RECORDS SHOWN Block Start
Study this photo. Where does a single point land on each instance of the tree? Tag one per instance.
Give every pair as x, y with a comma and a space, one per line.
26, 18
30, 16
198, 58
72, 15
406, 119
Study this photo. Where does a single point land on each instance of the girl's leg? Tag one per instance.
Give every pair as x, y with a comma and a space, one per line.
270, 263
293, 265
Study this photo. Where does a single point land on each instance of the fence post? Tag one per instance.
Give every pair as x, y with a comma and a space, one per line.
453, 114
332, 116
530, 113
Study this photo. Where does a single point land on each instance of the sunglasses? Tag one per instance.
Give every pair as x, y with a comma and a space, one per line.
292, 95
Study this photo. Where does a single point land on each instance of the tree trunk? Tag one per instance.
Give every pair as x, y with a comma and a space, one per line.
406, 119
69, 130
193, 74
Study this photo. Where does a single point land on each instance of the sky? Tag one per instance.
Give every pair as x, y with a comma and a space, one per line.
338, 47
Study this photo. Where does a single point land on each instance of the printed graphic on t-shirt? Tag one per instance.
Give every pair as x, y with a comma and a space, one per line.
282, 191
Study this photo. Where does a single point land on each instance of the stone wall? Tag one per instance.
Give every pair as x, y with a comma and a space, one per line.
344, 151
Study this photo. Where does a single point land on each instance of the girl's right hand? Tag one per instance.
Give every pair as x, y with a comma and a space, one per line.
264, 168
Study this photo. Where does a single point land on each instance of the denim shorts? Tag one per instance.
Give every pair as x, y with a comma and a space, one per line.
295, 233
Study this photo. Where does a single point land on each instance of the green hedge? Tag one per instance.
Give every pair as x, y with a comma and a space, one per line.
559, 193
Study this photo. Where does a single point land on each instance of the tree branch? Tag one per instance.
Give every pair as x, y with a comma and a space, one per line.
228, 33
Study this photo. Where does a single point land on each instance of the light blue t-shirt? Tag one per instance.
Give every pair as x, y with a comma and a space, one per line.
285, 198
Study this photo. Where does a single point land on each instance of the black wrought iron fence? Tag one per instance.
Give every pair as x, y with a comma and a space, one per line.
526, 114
RECORDS SHOWN Block End
TASK TO CARRY OUT:
All entries shown above should be printed again exactly.

EXERCISE RESULT:
Study this photo. Where does a single point land on each instance of the tree? Tag one per instance.
Give every pair as x, y with a comma and a space, one per line.
26, 18
30, 16
198, 58
72, 15
406, 119
Study this photo. Where does a single point land on each instance of the girl's leg? Tag one per instance.
Give every pair as x, y with a comma and a space, one per line.
270, 263
293, 265
Study this photo. Where does a single point land on each instance of the fence post? Tag one per instance.
Give every pair as x, y with a comma and a space, one per line.
453, 114
332, 116
530, 113
Study this photo. Where does a single point land on each instance of the sunglasses? Tag one per instance.
Give every pair as x, y with a comma and a space, one per line.
292, 95
Study this photo. Where does a single point land on each instance of the tree trunk? Tag one per instance.
Give every pair as x, y with a comma and a space, one per line.
406, 119
69, 130
193, 74
Study this photo. Where does a single point land on each instance of the sky? Tag one per instance.
Give every pair as x, y with a comma and a space, one per line.
338, 47
Study this photo. Where does a single point land on each instance of the printed graphic on t-shirt? Tag one per instance.
Give every pair as x, y with a comma and a space, one per line.
282, 191
Study this photo. Where does a single point land on each instance of the stone wall? Tag one per instance.
Give every pair as x, y with a comma and a space, one per line.
344, 151
Study this photo. Where does a single point land on each instance of the girl's right hand? Tag one per instance.
Give every pair as x, y with a comma and a space, one per line.
264, 168
Study this photo. Where does a single point land on each instance of the denim shorts? Tag one per instance.
Give every pair as x, y with a comma and a space, one per line.
295, 233
Study this photo. Where does a single point land on each instance of the green hedge? Tag one per instance.
Give every pair as x, y with a comma and a space, one per line.
559, 193
Study this photo. Where does a single point land on each instance of the tree branch? Tag one per instance.
Give every pair as x, y with a comma and a space, one per line.
228, 33
Study this photo. Where does a single point land on each instance of the light blue t-shirt? Tag one per instance.
Give every pair as x, y with a comma and a space, one per line.
285, 198
Study this photo. Where does a single point land on each instance of the black wrought iron fence? Tag one per instance.
Give every pair as x, y with a comma and a space, one per line.
526, 114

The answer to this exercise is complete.